Aim of the task:
Please rewrite the records from their start through the line holding "<point>46,598</point>", inclusive, keeping the requests and adding -36 to every coordinate in the answer points only. Leave the pictures out.

--- Start ---

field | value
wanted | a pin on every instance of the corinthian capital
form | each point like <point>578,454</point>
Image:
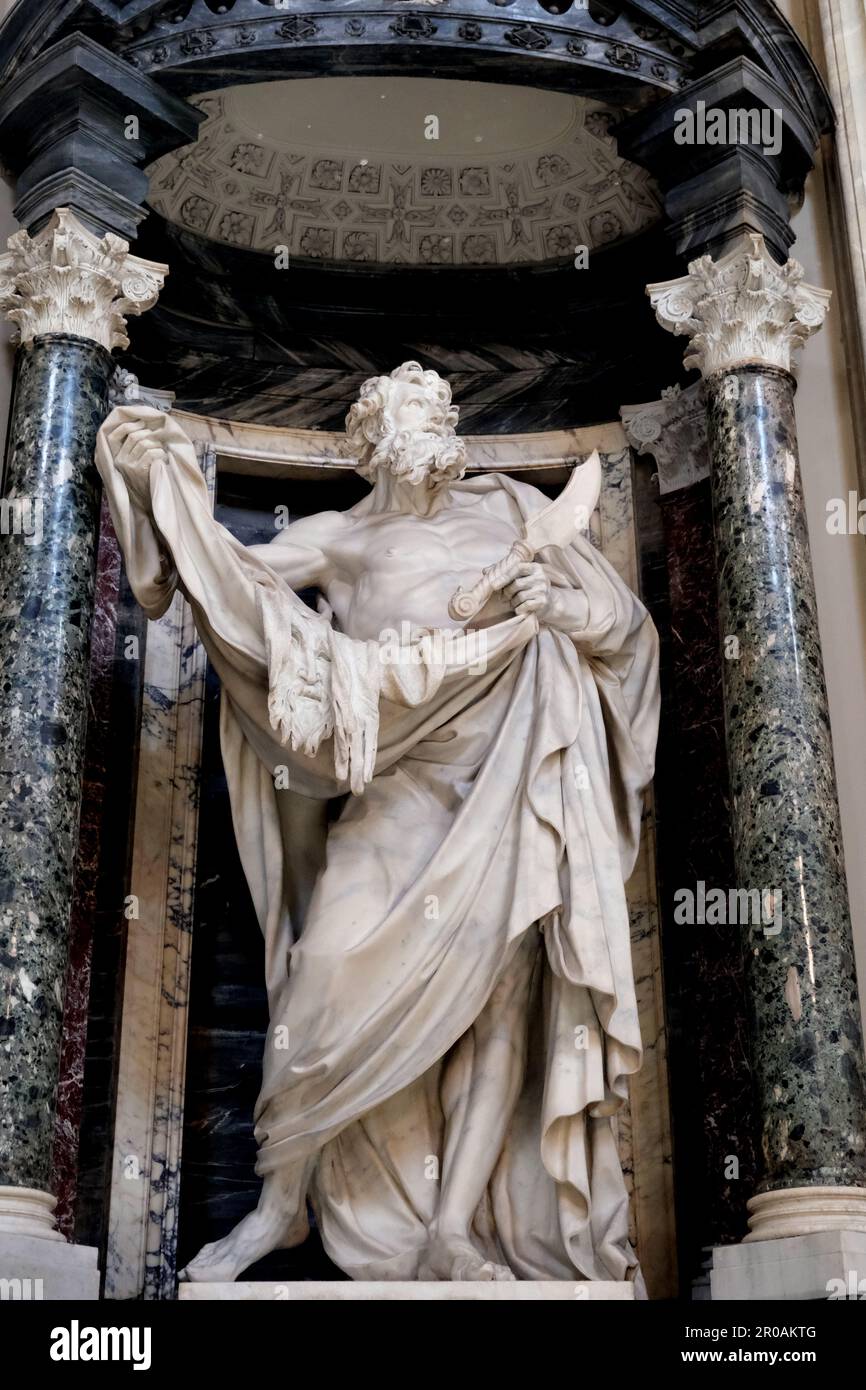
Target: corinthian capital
<point>68,281</point>
<point>741,309</point>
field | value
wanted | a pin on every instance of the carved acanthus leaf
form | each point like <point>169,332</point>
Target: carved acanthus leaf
<point>66,280</point>
<point>741,309</point>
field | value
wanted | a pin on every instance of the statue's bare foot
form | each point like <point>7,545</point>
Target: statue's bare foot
<point>253,1237</point>
<point>456,1258</point>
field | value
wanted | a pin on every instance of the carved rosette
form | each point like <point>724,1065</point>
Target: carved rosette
<point>673,430</point>
<point>740,310</point>
<point>68,281</point>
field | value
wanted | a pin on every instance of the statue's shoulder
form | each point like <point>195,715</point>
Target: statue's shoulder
<point>314,530</point>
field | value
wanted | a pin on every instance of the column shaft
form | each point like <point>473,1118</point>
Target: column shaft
<point>787,836</point>
<point>46,598</point>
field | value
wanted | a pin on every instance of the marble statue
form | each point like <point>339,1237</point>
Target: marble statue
<point>452,1005</point>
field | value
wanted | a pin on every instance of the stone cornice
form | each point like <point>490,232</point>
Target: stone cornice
<point>673,431</point>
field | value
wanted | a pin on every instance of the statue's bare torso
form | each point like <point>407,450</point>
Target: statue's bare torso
<point>382,569</point>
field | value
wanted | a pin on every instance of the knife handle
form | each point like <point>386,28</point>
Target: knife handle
<point>466,603</point>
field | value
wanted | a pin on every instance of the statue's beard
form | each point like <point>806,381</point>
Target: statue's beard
<point>419,456</point>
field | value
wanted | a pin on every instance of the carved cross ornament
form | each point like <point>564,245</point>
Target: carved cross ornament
<point>741,309</point>
<point>64,280</point>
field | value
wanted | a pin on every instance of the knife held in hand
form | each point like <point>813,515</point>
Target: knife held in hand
<point>555,524</point>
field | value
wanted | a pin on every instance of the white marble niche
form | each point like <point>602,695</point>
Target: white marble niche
<point>149,1122</point>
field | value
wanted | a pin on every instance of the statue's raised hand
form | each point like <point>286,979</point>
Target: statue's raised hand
<point>135,449</point>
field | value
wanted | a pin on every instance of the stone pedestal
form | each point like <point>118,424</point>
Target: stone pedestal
<point>827,1264</point>
<point>396,1290</point>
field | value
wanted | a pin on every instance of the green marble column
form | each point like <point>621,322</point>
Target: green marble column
<point>67,291</point>
<point>745,316</point>
<point>46,602</point>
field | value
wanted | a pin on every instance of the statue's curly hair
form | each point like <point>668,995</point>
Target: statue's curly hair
<point>369,420</point>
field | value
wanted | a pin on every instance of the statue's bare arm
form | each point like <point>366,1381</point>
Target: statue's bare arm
<point>303,552</point>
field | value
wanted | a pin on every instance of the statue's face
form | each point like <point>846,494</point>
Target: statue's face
<point>409,407</point>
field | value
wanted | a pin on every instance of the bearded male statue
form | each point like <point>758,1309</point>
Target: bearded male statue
<point>452,1005</point>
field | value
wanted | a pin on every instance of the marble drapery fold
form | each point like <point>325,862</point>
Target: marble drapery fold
<point>502,819</point>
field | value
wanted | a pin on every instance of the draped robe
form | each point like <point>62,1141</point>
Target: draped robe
<point>503,809</point>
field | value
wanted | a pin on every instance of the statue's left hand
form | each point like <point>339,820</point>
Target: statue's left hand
<point>533,592</point>
<point>135,451</point>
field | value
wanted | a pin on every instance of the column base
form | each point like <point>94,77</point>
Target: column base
<point>27,1211</point>
<point>35,1260</point>
<point>350,1290</point>
<point>798,1211</point>
<point>826,1264</point>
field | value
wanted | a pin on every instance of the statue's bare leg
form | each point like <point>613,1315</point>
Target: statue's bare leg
<point>278,1222</point>
<point>480,1123</point>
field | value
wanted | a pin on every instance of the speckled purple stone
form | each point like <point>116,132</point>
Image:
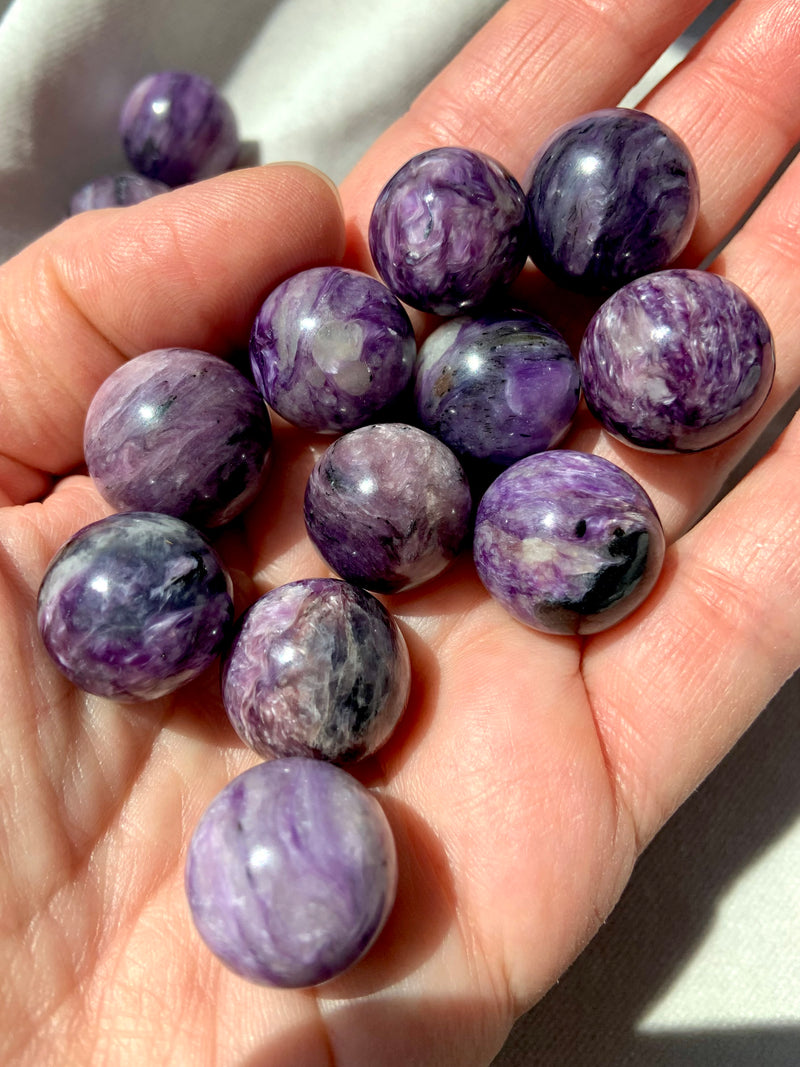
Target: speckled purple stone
<point>677,361</point>
<point>176,127</point>
<point>291,873</point>
<point>568,542</point>
<point>318,668</point>
<point>178,431</point>
<point>134,605</point>
<point>449,229</point>
<point>331,348</point>
<point>387,507</point>
<point>496,387</point>
<point>115,190</point>
<point>612,195</point>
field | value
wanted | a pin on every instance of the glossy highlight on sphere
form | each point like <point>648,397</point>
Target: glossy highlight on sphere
<point>496,387</point>
<point>178,431</point>
<point>331,348</point>
<point>612,195</point>
<point>318,668</point>
<point>115,190</point>
<point>134,605</point>
<point>291,873</point>
<point>676,361</point>
<point>387,507</point>
<point>568,542</point>
<point>449,229</point>
<point>177,128</point>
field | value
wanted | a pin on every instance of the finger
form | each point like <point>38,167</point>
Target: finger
<point>675,686</point>
<point>187,269</point>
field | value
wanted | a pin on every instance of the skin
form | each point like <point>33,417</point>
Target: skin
<point>530,769</point>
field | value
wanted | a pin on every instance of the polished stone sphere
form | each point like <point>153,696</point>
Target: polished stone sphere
<point>676,361</point>
<point>612,195</point>
<point>568,542</point>
<point>291,873</point>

--- End ---

Expected answer:
field | value
wanted | a pin on every instance of the corinthian capital
form | each point like <point>578,454</point>
Image:
Target: corinthian capital
<point>32,245</point>
<point>705,273</point>
field | value
wanted | a pin on every instance of the carved acanthus leaf
form | each point like <point>169,332</point>
Target: carved acanthus leaf
<point>30,244</point>
<point>705,273</point>
field | value
wanted | a pin on every instance of the statue's bare foot
form | each point like <point>7,545</point>
Target: statue's bare foot
<point>217,1201</point>
<point>420,1222</point>
field | value
wanted | a pin on every instance of the carved rosette
form | each point like <point>724,1065</point>
Target: carved rosette
<point>637,394</point>
<point>704,274</point>
<point>32,245</point>
field | value
wanted | a pin on every instance of the statue's shoulder
form | each point like <point>195,715</point>
Target: statue's shoulder
<point>278,494</point>
field | value
wanted | a pin on every instance of the column shaft
form | each point like <point>473,1118</point>
Target: column shaft
<point>751,800</point>
<point>10,562</point>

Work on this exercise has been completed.